◆ **WORK TO DO**:
Return, exactly, the line that contains "the blue crate" together with all lines after it to the end of the entries, and no further lines.

◆ **Entries from a dataset**:
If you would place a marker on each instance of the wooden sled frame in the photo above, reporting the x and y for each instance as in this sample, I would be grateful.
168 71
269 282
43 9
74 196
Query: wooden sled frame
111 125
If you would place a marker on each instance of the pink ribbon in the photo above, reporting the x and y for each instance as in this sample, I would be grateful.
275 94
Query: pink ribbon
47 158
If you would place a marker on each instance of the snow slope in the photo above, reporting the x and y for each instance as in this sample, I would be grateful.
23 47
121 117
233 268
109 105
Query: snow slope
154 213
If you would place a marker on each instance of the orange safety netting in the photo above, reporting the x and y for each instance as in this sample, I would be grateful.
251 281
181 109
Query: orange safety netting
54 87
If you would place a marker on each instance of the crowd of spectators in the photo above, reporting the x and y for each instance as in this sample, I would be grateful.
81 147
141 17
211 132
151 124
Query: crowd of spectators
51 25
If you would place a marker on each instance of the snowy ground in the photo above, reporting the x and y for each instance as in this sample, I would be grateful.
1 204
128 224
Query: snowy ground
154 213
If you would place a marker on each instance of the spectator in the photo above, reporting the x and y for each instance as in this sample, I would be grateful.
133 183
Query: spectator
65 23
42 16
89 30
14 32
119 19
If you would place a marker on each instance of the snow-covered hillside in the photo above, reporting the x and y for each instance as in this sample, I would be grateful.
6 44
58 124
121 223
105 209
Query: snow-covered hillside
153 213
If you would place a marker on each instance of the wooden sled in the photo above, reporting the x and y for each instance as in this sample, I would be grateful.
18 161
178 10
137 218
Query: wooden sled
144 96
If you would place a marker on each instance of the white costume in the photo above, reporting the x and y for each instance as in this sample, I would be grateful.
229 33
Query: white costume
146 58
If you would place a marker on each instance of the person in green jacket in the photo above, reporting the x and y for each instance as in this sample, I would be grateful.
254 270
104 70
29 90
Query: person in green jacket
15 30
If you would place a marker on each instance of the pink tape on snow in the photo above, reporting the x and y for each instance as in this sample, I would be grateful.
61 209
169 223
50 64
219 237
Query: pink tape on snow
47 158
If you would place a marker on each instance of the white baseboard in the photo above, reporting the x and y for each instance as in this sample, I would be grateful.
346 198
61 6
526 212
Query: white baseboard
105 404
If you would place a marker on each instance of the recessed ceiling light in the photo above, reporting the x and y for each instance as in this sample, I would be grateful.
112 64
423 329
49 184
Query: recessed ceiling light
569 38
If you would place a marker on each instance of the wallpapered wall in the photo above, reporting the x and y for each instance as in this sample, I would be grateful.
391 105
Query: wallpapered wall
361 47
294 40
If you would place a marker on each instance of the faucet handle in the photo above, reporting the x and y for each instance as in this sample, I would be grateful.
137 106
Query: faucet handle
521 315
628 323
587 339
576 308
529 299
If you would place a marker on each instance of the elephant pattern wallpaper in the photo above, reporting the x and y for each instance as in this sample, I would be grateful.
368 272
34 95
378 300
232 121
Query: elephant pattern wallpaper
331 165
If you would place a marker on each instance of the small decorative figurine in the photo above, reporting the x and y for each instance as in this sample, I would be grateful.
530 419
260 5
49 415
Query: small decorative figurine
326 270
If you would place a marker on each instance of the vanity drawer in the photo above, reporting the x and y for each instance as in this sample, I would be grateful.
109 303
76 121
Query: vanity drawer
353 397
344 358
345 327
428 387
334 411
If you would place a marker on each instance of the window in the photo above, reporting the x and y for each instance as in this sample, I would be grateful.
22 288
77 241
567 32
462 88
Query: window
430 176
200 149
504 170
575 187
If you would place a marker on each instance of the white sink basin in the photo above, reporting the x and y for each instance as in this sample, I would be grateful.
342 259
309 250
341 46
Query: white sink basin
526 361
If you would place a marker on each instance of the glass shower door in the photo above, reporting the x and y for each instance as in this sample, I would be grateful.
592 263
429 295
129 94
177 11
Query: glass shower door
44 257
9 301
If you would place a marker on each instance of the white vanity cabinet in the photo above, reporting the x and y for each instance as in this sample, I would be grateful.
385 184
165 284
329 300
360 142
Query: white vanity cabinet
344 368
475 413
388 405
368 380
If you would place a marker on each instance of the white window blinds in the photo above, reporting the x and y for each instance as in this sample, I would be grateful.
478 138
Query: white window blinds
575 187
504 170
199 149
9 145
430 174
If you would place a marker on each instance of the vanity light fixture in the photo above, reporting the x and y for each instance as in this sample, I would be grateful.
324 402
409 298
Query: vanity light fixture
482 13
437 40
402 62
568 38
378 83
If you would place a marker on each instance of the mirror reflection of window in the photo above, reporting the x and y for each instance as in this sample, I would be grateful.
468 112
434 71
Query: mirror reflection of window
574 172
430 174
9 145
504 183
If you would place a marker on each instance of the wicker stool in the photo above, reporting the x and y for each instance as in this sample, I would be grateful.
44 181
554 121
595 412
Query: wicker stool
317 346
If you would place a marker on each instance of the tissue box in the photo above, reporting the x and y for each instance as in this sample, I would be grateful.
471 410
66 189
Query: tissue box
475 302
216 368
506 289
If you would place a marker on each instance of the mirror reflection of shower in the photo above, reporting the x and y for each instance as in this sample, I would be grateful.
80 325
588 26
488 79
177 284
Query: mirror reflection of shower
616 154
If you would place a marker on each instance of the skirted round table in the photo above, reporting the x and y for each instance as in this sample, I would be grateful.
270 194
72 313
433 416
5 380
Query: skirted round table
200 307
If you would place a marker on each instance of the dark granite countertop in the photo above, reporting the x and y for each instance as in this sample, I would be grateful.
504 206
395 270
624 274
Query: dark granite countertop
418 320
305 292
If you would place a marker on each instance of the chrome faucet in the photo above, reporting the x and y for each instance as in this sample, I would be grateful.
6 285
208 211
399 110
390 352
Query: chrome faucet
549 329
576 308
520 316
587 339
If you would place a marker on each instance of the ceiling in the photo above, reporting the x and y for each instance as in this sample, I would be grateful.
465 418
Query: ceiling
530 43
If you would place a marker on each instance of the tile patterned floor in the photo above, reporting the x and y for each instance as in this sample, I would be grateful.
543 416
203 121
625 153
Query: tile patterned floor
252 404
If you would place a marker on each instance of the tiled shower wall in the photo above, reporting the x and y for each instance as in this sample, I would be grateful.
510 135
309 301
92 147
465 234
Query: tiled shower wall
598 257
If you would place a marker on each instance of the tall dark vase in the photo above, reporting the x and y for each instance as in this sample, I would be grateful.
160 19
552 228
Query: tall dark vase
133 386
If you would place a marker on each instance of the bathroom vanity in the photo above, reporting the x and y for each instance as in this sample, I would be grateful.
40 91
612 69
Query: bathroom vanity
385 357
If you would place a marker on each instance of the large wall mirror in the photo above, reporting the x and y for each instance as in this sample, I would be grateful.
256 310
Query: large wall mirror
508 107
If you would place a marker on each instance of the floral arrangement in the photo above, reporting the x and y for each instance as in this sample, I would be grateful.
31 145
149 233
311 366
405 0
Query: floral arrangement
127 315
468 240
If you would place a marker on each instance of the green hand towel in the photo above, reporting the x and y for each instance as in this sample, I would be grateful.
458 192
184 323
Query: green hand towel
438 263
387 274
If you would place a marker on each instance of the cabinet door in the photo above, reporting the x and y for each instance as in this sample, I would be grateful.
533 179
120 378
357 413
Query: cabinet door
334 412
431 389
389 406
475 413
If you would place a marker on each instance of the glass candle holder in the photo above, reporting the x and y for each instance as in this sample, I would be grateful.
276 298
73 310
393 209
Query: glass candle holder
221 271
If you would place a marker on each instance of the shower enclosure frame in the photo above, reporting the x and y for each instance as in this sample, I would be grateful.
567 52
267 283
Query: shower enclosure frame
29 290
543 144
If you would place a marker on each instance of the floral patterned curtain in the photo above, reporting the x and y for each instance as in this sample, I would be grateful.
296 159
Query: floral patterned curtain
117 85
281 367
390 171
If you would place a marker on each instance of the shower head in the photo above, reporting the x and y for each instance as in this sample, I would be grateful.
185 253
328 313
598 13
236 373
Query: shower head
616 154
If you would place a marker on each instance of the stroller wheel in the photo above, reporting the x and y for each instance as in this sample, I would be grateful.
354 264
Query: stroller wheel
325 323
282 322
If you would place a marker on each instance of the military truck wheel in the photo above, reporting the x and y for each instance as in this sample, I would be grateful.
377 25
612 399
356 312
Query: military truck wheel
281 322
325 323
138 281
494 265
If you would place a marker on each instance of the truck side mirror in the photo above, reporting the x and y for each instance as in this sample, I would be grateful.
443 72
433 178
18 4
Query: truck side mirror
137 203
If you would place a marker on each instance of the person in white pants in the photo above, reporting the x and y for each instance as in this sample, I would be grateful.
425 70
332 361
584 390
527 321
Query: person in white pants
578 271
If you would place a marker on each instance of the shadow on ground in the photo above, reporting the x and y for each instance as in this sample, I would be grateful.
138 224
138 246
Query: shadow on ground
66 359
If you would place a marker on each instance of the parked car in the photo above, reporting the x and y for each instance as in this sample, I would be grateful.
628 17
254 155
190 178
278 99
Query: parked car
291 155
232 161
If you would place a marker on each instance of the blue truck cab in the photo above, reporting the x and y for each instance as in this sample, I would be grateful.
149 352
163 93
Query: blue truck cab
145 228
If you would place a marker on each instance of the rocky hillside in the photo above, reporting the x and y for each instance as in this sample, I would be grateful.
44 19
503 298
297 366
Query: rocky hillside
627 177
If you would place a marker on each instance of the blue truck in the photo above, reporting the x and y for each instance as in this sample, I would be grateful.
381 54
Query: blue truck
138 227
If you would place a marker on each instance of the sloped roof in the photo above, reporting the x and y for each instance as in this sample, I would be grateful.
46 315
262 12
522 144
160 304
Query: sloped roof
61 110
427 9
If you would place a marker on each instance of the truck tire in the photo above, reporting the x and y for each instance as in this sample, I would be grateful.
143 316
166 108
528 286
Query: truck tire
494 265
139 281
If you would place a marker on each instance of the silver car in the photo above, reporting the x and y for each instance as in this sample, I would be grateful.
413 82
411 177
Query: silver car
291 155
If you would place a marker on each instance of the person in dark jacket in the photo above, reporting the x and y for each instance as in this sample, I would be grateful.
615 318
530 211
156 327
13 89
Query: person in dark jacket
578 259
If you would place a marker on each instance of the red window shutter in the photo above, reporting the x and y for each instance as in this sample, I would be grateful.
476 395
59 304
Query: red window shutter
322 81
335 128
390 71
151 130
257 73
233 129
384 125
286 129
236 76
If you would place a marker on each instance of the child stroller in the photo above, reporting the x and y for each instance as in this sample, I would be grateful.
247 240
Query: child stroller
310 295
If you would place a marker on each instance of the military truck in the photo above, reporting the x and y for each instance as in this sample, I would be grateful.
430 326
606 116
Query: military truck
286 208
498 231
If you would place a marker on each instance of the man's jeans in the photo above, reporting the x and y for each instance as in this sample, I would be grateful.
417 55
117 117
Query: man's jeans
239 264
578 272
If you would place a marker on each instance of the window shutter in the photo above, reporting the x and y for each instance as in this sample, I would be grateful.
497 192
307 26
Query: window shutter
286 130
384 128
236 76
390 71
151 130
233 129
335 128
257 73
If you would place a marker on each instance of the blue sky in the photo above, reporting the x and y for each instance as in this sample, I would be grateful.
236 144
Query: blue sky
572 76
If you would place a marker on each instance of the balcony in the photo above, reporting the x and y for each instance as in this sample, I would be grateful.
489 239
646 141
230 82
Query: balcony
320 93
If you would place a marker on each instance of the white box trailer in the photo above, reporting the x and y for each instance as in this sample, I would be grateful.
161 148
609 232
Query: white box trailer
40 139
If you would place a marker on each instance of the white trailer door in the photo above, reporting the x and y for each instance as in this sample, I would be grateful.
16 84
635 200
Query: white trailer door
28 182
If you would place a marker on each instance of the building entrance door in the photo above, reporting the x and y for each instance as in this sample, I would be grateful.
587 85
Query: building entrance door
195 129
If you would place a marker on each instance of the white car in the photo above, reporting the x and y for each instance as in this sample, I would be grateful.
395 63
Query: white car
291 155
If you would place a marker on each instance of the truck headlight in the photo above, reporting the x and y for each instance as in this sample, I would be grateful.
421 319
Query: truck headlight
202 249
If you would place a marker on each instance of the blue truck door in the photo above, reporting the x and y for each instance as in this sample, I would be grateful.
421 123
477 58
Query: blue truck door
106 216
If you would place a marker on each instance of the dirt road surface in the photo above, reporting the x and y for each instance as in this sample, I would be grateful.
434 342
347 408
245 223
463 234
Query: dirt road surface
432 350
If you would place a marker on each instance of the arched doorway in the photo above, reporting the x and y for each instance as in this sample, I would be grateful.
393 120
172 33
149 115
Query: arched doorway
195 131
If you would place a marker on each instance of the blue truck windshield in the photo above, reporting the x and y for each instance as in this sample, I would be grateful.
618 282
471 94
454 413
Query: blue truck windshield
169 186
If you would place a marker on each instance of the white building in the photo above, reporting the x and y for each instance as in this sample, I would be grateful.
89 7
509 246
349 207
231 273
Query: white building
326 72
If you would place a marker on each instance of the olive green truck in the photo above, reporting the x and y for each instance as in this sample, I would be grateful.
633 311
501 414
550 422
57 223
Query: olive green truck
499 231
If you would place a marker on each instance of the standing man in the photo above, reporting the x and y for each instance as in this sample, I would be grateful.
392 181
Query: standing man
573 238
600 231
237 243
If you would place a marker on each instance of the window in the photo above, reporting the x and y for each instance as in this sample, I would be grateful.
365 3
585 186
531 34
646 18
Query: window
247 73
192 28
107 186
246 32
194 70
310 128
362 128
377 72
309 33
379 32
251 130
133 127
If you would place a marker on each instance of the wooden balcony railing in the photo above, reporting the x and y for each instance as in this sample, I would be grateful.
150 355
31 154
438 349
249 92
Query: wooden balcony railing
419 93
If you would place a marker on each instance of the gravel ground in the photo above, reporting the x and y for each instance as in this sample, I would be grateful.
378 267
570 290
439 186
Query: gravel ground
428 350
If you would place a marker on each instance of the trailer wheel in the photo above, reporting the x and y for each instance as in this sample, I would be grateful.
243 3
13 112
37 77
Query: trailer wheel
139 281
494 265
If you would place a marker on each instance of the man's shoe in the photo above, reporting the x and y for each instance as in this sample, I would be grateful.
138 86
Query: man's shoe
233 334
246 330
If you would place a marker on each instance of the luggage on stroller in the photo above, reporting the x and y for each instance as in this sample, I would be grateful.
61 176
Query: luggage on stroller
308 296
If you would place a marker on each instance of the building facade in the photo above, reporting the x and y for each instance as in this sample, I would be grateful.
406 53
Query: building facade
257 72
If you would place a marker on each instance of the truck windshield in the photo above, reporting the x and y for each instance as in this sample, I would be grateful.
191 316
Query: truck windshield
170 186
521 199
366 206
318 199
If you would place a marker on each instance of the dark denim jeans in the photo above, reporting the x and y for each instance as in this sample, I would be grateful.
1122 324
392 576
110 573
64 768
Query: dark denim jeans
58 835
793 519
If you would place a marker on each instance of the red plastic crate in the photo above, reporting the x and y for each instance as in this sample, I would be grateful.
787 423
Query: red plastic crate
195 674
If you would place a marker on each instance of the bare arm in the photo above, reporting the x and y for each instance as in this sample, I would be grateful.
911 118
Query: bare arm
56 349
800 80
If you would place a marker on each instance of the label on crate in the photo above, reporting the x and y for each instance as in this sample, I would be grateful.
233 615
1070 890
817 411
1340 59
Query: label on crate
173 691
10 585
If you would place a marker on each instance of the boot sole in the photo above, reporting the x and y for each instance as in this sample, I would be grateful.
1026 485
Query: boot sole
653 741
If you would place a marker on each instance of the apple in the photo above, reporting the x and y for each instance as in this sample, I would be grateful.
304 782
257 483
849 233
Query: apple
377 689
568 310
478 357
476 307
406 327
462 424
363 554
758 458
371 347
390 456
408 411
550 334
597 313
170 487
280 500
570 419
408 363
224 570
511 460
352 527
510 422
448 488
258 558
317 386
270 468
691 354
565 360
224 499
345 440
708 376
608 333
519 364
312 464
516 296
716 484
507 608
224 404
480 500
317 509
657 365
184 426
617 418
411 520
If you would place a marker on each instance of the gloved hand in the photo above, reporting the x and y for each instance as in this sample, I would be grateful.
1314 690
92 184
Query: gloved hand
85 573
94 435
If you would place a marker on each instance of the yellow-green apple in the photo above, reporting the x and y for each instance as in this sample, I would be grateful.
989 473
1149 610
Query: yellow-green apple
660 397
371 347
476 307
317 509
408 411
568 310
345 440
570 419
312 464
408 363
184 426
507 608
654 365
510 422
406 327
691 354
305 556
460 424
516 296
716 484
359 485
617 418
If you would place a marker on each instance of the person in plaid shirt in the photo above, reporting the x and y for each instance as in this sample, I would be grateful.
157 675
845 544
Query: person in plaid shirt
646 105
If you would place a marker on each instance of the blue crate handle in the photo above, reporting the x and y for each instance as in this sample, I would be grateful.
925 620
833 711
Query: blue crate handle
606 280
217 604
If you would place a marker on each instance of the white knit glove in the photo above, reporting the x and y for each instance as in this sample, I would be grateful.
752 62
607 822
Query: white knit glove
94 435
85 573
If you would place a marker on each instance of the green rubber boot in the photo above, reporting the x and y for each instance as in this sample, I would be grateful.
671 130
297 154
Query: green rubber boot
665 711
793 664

◆ **ANSWER TO THE EXERCISE**:
If you would place a marker on each instance of the blue crate handle in the photo above, reporting the x and y for each instance as in this sample, I would be grateful.
925 620
833 711
Query: blue crate handle
606 280
217 604
If you would place a marker on each instance of the white knit glove in the photo above, reporting the x and y for each instance as in this sample, I would be grateful.
752 62
607 822
Query: white knit glove
94 435
85 573
If you would place a marker on each instance of the green rubber boot in the photo above, reporting the x and y for each instance as in this sample, I would be grateful.
671 130
297 154
Query: green rubber boot
665 711
793 664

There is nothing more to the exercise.